* _TASK TO CARRY OUT_
Please copy out every line in the entries that includes the word "below".

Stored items
|---|

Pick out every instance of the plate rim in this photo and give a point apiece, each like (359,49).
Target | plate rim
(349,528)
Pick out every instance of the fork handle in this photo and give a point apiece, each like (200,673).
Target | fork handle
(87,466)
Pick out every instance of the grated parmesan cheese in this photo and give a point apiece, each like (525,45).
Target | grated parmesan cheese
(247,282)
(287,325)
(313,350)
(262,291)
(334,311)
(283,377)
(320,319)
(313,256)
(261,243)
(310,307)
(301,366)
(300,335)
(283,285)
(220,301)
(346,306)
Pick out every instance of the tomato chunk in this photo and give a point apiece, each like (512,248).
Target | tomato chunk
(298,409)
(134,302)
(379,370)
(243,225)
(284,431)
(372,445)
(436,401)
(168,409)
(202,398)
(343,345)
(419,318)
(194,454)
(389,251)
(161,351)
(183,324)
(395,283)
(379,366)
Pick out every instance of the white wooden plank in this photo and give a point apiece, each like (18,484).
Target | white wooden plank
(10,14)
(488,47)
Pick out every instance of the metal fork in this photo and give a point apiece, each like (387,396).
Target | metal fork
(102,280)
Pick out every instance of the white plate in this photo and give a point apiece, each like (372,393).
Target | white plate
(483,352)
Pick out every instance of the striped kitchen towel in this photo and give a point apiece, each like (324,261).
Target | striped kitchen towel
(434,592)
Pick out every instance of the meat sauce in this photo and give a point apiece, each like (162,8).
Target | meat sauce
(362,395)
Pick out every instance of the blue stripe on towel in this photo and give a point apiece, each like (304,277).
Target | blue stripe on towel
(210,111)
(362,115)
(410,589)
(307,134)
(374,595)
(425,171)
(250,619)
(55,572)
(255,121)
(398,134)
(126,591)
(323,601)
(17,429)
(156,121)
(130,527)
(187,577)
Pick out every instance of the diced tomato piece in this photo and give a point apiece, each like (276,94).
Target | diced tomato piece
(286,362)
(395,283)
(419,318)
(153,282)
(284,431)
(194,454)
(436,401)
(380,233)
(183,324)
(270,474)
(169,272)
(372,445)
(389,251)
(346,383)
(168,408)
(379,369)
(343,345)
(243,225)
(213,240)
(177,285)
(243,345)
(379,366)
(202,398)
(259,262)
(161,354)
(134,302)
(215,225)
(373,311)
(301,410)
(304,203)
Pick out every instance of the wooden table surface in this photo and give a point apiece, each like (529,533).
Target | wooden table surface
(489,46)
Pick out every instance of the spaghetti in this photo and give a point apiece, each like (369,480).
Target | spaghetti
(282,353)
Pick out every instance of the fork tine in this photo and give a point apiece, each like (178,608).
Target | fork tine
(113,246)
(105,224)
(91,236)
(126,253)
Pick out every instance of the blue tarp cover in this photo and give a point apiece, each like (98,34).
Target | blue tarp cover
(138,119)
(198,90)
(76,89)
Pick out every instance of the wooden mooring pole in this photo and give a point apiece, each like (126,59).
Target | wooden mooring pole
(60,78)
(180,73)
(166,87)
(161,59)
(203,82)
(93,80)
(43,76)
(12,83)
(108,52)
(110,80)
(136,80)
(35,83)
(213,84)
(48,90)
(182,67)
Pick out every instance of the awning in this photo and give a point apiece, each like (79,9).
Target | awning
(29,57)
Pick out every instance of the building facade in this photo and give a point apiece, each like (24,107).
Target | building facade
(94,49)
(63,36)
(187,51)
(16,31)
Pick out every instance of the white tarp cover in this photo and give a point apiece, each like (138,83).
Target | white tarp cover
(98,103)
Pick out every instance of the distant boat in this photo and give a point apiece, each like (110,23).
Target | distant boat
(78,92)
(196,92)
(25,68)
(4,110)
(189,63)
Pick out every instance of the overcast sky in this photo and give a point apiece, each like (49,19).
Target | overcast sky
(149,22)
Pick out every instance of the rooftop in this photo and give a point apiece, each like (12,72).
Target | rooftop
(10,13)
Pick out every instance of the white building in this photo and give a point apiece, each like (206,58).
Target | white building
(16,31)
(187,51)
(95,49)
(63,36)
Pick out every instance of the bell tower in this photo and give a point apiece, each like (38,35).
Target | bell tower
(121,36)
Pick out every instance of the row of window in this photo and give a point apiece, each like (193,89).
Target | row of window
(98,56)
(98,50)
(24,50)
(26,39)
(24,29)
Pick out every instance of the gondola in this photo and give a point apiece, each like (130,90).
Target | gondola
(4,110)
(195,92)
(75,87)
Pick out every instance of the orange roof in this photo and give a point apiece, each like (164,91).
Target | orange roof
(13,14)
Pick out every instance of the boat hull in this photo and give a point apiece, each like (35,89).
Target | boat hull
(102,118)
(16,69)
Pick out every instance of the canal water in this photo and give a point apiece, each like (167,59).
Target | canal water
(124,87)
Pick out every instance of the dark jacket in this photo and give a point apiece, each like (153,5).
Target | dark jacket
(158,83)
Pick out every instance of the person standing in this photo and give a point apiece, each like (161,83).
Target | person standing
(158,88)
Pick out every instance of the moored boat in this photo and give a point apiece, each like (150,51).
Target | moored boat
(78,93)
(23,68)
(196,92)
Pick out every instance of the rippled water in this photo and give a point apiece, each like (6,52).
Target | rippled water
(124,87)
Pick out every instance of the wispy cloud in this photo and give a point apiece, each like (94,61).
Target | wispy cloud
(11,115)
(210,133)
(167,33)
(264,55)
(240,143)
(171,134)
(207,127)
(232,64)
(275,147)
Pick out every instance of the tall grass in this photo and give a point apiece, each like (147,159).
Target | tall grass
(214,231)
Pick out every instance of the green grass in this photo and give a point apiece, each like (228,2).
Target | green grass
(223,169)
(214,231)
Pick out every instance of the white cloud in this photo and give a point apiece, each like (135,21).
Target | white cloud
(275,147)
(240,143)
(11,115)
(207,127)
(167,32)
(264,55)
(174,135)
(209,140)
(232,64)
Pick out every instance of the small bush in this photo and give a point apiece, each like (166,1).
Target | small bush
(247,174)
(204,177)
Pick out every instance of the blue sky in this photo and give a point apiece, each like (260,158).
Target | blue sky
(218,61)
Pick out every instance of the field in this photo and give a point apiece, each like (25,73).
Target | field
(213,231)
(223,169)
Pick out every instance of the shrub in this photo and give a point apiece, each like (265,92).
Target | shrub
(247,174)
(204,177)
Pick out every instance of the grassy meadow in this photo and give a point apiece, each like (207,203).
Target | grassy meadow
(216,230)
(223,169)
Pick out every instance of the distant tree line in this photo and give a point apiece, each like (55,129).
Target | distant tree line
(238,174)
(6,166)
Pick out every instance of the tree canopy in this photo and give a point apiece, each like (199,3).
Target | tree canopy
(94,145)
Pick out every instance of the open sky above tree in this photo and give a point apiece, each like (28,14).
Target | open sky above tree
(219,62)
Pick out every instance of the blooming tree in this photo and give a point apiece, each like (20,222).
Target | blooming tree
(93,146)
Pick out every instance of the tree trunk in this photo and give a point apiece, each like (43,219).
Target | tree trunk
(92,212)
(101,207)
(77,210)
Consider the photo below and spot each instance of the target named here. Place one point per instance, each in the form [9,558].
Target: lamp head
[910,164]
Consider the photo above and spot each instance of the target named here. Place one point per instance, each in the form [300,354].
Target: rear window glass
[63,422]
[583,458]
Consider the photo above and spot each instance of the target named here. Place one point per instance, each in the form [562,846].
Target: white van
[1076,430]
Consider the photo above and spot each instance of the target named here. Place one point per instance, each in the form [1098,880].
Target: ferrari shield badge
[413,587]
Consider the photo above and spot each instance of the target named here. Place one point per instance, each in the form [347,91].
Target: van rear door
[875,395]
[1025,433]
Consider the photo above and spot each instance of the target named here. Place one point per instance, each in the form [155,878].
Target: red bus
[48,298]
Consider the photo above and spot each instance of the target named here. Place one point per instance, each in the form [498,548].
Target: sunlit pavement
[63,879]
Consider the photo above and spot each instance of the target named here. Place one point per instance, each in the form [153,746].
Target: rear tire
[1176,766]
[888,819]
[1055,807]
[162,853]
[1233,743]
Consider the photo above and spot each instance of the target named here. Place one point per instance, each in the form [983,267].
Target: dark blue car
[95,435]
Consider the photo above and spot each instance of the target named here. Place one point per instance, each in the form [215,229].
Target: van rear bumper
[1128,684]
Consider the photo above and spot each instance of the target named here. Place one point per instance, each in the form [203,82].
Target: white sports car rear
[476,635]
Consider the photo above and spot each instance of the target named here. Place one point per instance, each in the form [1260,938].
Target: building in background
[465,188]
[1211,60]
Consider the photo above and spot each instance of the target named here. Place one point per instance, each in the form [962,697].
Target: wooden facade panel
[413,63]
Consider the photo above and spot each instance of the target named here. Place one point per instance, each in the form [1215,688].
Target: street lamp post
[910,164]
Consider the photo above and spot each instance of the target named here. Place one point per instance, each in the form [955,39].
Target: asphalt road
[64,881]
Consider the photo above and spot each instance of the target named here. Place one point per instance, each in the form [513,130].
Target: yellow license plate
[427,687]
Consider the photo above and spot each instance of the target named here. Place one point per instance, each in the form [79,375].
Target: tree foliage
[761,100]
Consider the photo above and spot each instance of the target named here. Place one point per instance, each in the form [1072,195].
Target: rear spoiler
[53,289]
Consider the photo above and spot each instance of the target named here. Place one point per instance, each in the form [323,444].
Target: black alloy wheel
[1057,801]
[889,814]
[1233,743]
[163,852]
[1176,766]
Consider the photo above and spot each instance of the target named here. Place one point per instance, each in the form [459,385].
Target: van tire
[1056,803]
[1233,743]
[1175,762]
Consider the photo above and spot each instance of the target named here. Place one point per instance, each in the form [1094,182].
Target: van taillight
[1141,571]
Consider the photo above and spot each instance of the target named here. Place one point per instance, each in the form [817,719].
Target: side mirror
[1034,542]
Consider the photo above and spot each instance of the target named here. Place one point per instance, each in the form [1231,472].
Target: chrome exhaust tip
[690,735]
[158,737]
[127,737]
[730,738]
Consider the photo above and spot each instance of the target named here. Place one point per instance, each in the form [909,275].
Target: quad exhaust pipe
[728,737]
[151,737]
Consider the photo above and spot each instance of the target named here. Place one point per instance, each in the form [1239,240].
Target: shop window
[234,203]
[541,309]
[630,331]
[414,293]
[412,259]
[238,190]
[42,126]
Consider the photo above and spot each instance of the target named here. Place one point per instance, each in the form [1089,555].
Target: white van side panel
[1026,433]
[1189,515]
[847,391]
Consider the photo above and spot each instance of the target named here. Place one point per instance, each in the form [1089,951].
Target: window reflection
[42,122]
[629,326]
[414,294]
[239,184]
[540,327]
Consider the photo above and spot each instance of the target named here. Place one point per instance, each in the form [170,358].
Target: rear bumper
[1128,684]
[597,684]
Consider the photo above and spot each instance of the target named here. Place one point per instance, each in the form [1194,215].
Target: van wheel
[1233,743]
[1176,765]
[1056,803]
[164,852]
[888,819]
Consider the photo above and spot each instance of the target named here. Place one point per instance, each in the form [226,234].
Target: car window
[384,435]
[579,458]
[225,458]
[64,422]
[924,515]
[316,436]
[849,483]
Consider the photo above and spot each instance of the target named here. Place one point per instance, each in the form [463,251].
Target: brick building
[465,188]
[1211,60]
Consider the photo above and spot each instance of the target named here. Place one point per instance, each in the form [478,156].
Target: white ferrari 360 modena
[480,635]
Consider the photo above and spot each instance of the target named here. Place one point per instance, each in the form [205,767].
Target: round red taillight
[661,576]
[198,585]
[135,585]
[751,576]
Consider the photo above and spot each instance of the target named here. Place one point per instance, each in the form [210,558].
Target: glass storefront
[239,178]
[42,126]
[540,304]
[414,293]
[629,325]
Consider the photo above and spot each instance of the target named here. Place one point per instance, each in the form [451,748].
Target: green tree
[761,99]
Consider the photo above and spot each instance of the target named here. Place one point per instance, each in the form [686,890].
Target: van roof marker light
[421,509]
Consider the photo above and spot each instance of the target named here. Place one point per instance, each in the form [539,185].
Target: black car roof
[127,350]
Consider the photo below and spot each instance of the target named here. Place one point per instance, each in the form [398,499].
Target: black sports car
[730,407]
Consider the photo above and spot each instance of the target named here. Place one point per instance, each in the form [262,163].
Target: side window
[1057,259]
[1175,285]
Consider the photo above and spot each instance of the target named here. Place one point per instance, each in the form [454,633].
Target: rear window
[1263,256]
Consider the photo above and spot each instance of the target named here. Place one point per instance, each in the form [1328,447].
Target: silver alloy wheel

|---|

* _WRITTEN RESPONSE_
Consider the photo below and spot each instance of the target named here. Place one point per instance, each in the form [9,558].
Consider the photo below and spot each instance of the target named here. Place one point per instance, each in the form [398,499].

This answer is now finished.